Your task: Working down the material below, reproduce exactly every line from the one containing "Query: blue ball" to the last line, and only those.

Source data:
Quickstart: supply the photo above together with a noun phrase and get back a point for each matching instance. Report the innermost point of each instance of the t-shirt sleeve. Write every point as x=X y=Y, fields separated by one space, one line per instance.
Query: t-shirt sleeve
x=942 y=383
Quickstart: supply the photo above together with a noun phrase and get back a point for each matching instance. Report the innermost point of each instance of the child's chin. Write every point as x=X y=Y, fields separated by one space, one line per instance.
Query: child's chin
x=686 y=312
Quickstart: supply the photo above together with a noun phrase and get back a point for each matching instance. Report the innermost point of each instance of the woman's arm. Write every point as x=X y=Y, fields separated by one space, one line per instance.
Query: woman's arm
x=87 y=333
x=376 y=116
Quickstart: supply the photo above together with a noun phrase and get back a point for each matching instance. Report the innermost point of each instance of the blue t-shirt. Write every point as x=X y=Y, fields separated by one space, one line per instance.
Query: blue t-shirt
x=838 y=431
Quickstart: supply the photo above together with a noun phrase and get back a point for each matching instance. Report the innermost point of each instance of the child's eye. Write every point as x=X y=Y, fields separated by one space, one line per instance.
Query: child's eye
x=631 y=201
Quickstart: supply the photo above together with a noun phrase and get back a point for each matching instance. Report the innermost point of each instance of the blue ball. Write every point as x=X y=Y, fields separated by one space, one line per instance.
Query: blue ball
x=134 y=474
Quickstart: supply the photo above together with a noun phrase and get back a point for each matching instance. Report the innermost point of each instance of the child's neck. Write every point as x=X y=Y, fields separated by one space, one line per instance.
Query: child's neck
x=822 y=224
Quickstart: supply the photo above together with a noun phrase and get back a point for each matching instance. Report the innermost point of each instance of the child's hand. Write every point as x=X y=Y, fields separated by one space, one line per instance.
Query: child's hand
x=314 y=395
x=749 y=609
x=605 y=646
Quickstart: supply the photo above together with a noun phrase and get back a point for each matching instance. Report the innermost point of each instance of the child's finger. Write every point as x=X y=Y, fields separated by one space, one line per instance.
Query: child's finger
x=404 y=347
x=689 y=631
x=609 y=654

Task result:
Query: blue ball
x=134 y=474
Quickstart: supply the photo above together with a noun phrase and get back a point for each matching instance. Report the innermost point of each instance of the child's neck. Write every point as x=X y=Y, fields separated by one space, one line per instance.
Query: child's neck
x=822 y=224
Quickstart: supply the photo above together with a noun phrase and get back a point for each matching instance. Report the innermost point of each instance of the child's hand. Write every point as x=X y=Y, fields separated by one space, one line per instance.
Query: child's hand
x=314 y=395
x=749 y=609
x=605 y=646
Quickstart: supply the photo above together with a noun phrase and get back a point for each matching instance. Report the innermost point of each instance of the child's finger. Write every point as x=X y=Y, fields separated by one space, one line per instance.
Query: child's finger
x=404 y=347
x=689 y=631
x=609 y=654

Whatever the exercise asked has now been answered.